Extrait du document
==============================

Témoin Bidon Généré par l'IA Fait Échouer un Procès : L'appareil Judiciaire Américain Face au Défi du Deepfake
Par Frank Landymore .Publié le
2025/11/20 10:37
Novembre . 20, 2025
Dans la course effrénée du progrès technologique, l'Intelligence Artificielle (IA) a fait une entrée spectaculaire dans les tribunaux, provoquant une transformation radicale des pratiques juridiques. Si les avantages qu'elle offre dans la rédaction de documents ne peuvent être niés, cette intégration rapide a engendré de sérieuses répercussions, dépassant les simples erreurs de procédure pour atteindre le summum de la manipulation des preuves.
Les avocats à travers tout le pays se sont retrouvés dans des situations délicates pour avoir soumis des documents judiciaires imprécis, rédigés avec l'aide de l'Intelligence Artificielle (IA). Ces gaffes témoignaient déjà de la pénétration rapide de cette technologie dans les salles d'audience.

==============================

Matériel fourni

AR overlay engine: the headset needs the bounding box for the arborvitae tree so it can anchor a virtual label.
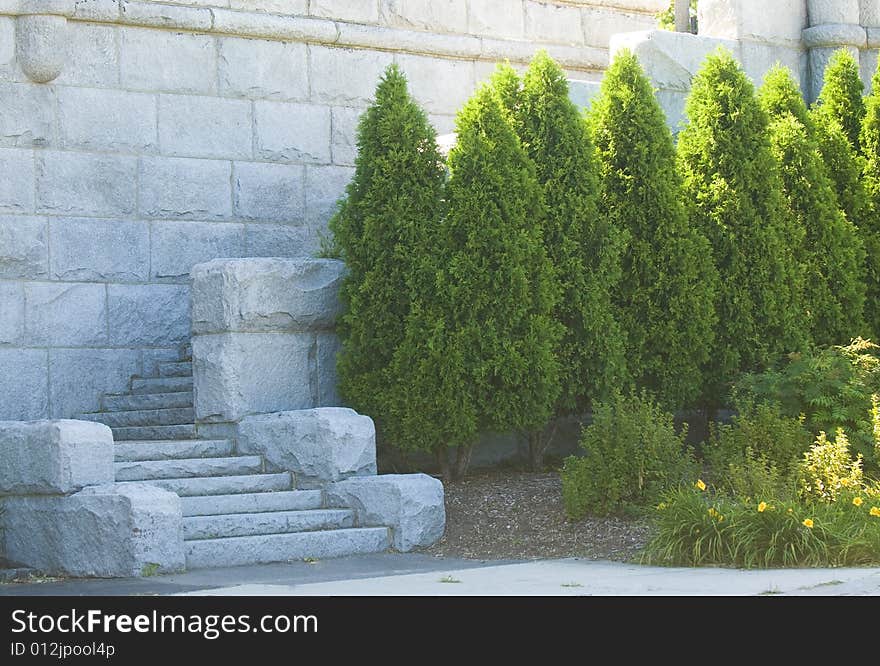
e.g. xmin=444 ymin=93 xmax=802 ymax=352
xmin=678 ymin=50 xmax=808 ymax=406
xmin=759 ymin=66 xmax=865 ymax=345
xmin=389 ymin=86 xmax=561 ymax=478
xmin=330 ymin=65 xmax=444 ymax=426
xmin=816 ymin=49 xmax=865 ymax=150
xmin=590 ymin=51 xmax=717 ymax=408
xmin=492 ymin=51 xmax=626 ymax=468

==============================

Travaux à réaliser
#1 Selon l'extrait sur l'IA dans les tribunaux, pour quelle raison des avocats se sont-ils retrouvés dans des situations délicates ?
#2 Dans l'extrait, recopiez le passage qui commence à « Les avocats à » et se termine à « les salles d'audience. » en substituant « juristes » à « avocats ».
#3 Dressez la liste complète des mots du titre de l'extrait qui comportent au moins une lettre accentuée.
Ce matériel provient d'une source différente de celle de l'extrait.

Résultats
#1 Ils avaient soumis des documents judiciaires imprécis, rédigés avec l'aide de l'Intelligence Artificielle (IA).

#2
Les juristes à travers tout le pays se sont retrouvés dans des situations délicates pour avoir soumis des documents judiciaires imprécis, rédigés avec l'aide de l'Intelligence Artificielle (IA). Ces gaffes témoignaient déjà de la pénétration rapide de cette technologie dans les salles d'audience.

#3 Témoin, Généré, Échouer, Procès, Américain, Défi